Write out every entry exactly as it stands.

○ ○ ○

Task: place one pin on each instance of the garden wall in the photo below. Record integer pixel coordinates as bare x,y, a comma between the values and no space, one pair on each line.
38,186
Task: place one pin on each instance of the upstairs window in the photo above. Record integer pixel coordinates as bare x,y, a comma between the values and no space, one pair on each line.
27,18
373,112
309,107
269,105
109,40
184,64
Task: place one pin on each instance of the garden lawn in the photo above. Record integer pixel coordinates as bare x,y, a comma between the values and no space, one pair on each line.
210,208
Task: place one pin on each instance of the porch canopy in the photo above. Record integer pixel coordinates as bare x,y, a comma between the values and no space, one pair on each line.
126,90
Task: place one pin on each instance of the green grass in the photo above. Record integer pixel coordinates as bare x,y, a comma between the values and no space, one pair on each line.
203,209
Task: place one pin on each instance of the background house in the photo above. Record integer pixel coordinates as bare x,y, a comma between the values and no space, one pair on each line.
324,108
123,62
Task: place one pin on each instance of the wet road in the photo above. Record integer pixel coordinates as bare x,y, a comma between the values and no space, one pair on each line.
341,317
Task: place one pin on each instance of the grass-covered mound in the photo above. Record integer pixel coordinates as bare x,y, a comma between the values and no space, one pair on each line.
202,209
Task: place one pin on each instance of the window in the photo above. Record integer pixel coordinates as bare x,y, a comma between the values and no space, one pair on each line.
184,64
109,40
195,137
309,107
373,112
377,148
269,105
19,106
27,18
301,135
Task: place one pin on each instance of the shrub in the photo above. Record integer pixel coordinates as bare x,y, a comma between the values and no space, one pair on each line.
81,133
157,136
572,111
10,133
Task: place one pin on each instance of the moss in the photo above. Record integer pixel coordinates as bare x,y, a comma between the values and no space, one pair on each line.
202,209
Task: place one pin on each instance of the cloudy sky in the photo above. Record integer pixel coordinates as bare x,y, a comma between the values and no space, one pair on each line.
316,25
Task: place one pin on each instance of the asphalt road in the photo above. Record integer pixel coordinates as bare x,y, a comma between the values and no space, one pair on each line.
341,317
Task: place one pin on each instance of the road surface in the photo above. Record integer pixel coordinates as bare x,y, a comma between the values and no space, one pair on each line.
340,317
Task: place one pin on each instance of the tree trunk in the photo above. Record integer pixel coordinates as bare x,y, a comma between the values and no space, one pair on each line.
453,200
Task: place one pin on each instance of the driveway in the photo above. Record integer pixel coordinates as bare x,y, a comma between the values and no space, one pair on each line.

○ ○ ○

Output for this task:
Task: place one pin on each instance of the garden wall in the photo below. Record integer pixel coordinates as bare x,y, a comma between the values and no space, one pair on each line.
38,186
Task: place one pin on each instance of the upstairs window in the photo above. Record integer pixel coordinates as bare x,y, a comma between the values and no space, one pair on each line.
27,18
373,112
309,107
269,105
109,40
184,64
Task: place one pin on each instance of the garden lawn in the photo above. Record integer pixel coordinates as bare x,y, a comma between the values and no space, one pair on each line.
210,208
Task: place one pin on each instance of the porch canopy in the photo above. Record integer pixel coordinates as bare x,y, a comma between the values and no space, one pair on each line.
126,90
Task: place one pin on each instance of the green grass in the photo above. Record integer pixel coordinates as bare x,y, a comma between the values and no space, one pair on each line.
203,209
Task: place one pin on each instance of the background house in the photo above. Record integer pixel coordinates as bare x,y, a comma between the values and no space, one pair on each line.
324,108
123,62
Task: place one pin on each instance of the wet road in the photo above. Record integer pixel coordinates as bare x,y, a comma between the values and no space, one pair on each line.
341,317
Task: place one pin on each instance of the grass-covered mound in the photo above. Record integer pixel coordinates as bare x,y, a comma between the values and no space, one pair on each line.
202,209
Task: place one pin on each instance of the window in the photo above. Record integer pixel coordinates as bare x,y, a comma between the values and no space, one pair on each line.
184,64
109,40
195,137
309,107
373,112
377,148
269,105
19,106
27,18
301,135
Task: place one pin on each instance of the shrub in the photo above. Record integer pixel coordinates as bare x,y, a comma between the values and no space, one pair on each line.
81,133
157,136
572,111
10,133
Task: place one pin on each instance of the moss in the photo above. Record integer pixel coordinates as bare x,y, a comma between the values and no space, one pair on each line.
202,209
Task: place one pin on each instance of the cloudy sky in the photo above. Record integer pixel coordinates as bare x,y, a comma between the values and no space, one pair on each line.
316,25
Task: place one pin on each instance of the asphalt road in the photo above. Record integer pixel coordinates as bare x,y, a comma between the values and no space, one pair on each line.
341,317
Task: place one pin on each instance of the road surface in the photo above. Record integer pixel coordinates as bare x,y, a comma between the values and no space, one pair on each line.
340,317
Task: place one pin on each instance of the tree trunk in the photo above. Record integer pixel coordinates as bare x,y, a comma between the values and no space, one pair on each line.
453,200
Task: place one pin on each instance of the driveway in the photo above. Record integer pixel coordinates as bare x,y, a comma between the values and no space, one pair on each line.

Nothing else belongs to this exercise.